- [Required tasks]:
A – Please take the QLwIP thread, begin at the words "Plus, I'm a" and stop after "in big chunks...).", and write that passage out again with "buffer" changed to "queue".
B – In the QLwIP thread, which three calls does the speed boost trigger thousands of times per second?

- [Document text]:
__________

Thierry wrote:
On Thu, 04 Sep 2003 20:23:08 +0200, Peter Graf wrote:
> Hi,
>
> I made an experimental boost of QLwIP speed to the Ethernet maximum of 10
> Mbit/sec, which results in a massive amount of calls to MT.SUSJB, MT.RELJB
> and MT.PRIOR, typically several thousands per second.
[snip]
Well, I guess the problem is that all three calls are exiting via the
scheduler (they are not atomic traps). My guess is that calling them in
rapid succession (more than once every 1/50th of second) makes the job
to reenter recursively the scheduler and to fill up the supervisor stack...
Calls can indeed be more than 20 times per 1/50th of a second. I have no
idea how the recursion could emerge, but your scenario would fit into the
picture.
It might work under SMSQ/E (bigger stack, much better and faster scheduler),
but this is definitely not recommended under QDOS...
I'll have a look.
Plus, I'm a bit surprised that you are apparently using jobs to fetch the
data from the ethernet card... It should be done via an interrupt handler
instead...
At first sight it looks like that of course. QDOS/SMS reality is different
though.
Actually, the best design would be to have the Q60 fast interrupt
handler to fill a buffer, and a frame interrupt task to move the data from
that buffer into a bigger one for your job to fetch it in big chunks...).
Wrong.

__________

- [Stored data]:

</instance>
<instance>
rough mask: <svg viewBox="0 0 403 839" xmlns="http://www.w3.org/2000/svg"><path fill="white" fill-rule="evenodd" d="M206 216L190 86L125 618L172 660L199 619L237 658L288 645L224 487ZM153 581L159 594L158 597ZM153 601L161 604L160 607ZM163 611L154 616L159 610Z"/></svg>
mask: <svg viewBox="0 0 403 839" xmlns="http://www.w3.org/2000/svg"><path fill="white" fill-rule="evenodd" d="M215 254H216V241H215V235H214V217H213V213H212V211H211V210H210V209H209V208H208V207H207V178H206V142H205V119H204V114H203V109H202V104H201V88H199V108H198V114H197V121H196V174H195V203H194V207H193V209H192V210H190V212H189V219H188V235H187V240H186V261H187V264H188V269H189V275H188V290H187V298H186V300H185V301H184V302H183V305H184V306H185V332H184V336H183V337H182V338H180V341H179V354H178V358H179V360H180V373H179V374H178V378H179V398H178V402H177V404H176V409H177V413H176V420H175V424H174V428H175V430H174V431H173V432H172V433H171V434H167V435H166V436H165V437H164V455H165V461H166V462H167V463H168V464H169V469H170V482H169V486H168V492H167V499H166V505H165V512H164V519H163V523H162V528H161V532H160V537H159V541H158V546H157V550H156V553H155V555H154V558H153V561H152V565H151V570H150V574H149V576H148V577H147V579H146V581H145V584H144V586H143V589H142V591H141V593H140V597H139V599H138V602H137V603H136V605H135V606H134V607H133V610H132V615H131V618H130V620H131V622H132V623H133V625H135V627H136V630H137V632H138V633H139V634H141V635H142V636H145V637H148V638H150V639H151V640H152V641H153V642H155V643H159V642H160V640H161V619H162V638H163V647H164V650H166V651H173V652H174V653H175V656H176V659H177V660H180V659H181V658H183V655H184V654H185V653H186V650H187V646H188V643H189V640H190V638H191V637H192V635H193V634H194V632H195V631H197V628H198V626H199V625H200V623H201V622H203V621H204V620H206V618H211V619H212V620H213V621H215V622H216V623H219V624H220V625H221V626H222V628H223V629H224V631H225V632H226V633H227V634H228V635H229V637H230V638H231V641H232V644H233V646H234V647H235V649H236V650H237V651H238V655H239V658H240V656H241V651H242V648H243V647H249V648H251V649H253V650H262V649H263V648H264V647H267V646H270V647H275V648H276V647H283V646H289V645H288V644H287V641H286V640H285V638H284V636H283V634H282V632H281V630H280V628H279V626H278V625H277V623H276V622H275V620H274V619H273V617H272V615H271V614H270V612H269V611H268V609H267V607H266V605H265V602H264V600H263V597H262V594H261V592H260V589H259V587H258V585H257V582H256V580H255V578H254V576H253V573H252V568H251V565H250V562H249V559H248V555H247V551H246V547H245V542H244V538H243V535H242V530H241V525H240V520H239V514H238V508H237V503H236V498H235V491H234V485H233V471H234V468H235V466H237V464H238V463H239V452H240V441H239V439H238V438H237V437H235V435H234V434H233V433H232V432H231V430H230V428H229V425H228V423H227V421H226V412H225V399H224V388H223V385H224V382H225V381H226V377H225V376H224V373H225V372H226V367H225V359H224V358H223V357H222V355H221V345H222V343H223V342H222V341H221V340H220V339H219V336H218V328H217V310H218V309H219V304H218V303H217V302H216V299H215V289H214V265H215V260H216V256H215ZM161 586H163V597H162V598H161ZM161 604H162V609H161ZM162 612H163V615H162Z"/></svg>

__________

- [Written responses]:
A –
Plus, I'm a bit surprised that you are apparently using jobs to fetch the
data from the ethernet card... It should be done via an interrupt handler
instead...
At first sight it looks like that of course. QDOS/SMS reality is different
though.
Actually, the best design would be to have the Q60 fast interrupt
handler to fill a queue, and a frame interrupt task to move the data from
that queue into a bigger one for your job to fetch it in big chunks...).

B – MT.SUSJB, MT.RELJB and MT.PRIOR.